• **Provided data**

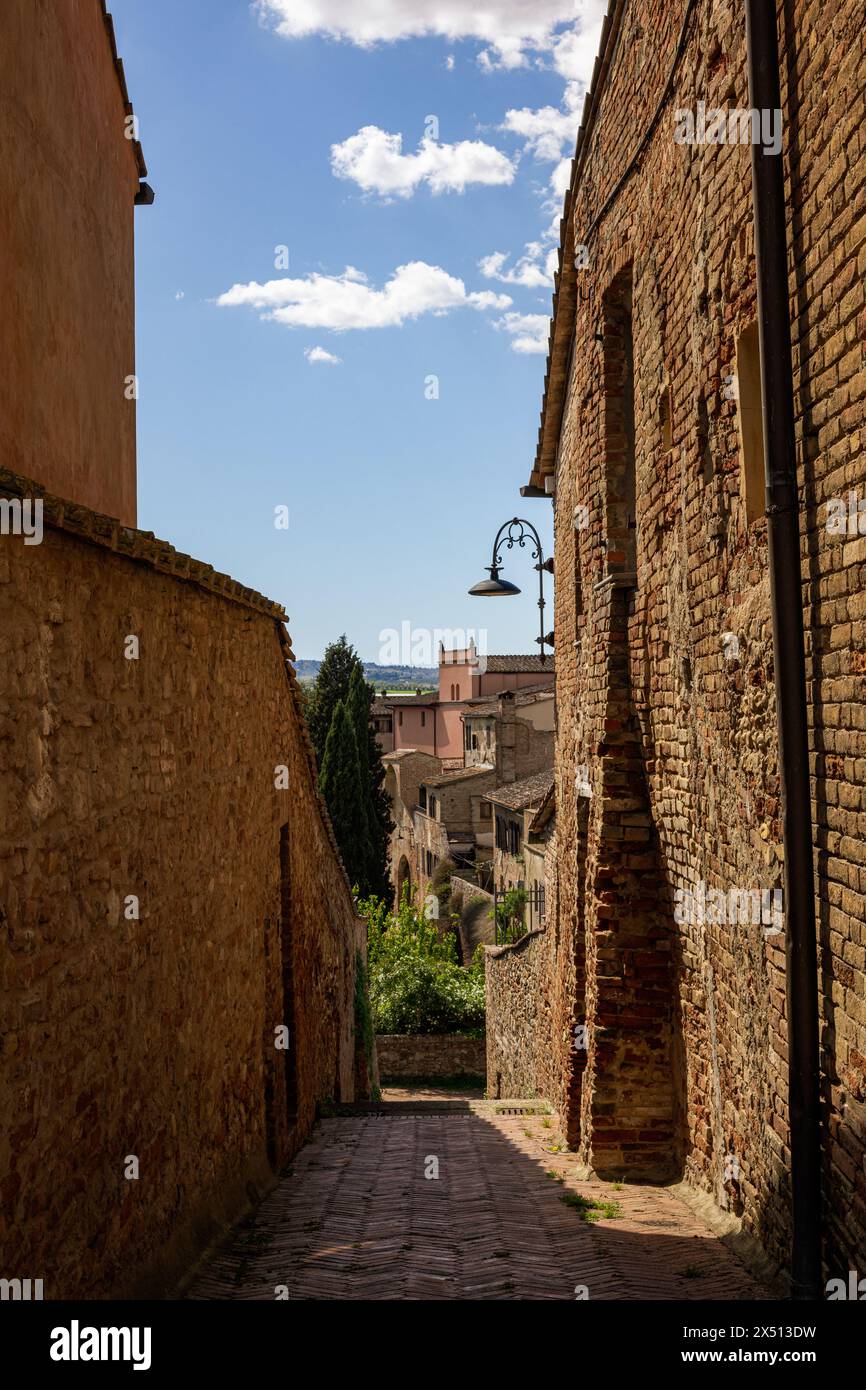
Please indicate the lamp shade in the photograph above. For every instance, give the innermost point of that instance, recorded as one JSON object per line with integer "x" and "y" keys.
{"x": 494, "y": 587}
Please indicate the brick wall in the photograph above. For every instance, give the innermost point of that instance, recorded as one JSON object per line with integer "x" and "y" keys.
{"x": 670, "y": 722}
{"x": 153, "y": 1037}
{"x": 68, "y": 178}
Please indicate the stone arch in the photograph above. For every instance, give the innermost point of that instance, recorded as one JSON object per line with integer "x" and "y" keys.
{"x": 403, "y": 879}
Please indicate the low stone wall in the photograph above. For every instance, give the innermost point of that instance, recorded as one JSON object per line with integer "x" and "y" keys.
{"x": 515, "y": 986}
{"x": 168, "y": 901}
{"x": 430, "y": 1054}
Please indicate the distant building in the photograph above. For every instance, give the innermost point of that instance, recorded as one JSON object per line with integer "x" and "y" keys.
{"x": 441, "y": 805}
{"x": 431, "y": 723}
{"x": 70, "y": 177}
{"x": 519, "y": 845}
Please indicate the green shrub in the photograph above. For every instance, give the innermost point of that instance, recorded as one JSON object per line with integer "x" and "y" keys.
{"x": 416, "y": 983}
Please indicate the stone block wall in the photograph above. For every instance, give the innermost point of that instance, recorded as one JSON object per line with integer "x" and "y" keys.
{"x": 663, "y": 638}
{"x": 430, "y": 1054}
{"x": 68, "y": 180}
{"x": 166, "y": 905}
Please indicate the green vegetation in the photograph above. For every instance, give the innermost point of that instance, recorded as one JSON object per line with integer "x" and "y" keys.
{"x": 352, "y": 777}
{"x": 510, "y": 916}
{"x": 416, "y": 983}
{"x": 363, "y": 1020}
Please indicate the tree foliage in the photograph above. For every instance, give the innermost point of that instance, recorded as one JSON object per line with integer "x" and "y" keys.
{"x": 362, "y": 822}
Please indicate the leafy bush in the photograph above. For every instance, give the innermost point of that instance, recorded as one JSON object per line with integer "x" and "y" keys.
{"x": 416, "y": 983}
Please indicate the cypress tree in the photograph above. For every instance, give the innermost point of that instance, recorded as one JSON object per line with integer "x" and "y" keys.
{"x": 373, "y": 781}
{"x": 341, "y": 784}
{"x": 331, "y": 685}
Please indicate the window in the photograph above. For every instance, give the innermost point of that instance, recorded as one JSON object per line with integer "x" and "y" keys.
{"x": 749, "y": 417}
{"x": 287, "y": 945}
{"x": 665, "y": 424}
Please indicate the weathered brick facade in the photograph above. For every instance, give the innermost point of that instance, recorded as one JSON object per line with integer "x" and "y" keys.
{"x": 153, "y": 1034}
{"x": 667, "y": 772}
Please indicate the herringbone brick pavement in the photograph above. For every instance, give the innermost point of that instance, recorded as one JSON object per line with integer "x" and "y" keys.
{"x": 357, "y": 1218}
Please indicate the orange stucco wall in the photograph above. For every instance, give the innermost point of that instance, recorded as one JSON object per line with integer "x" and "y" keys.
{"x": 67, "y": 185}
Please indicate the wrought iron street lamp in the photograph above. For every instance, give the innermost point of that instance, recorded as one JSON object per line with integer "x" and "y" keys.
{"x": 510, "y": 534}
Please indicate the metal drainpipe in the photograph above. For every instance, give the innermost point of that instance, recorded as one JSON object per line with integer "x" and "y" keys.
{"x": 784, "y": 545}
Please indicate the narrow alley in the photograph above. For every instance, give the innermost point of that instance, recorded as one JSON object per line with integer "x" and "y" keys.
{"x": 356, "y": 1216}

• **Task to complete**
Recast the data from the line containing "Please indicate the narrow" through the end of the data as a JSON list of strings, one string per line, with blank lines left out.

• **Solution to the problem**
[
  "Please indicate the narrow alley in the photograph above. For every instance, give the innermost point of that instance, recorded as one JSON object per line with integer \"x\" and \"y\" keys.",
  "{\"x\": 356, \"y\": 1216}"
]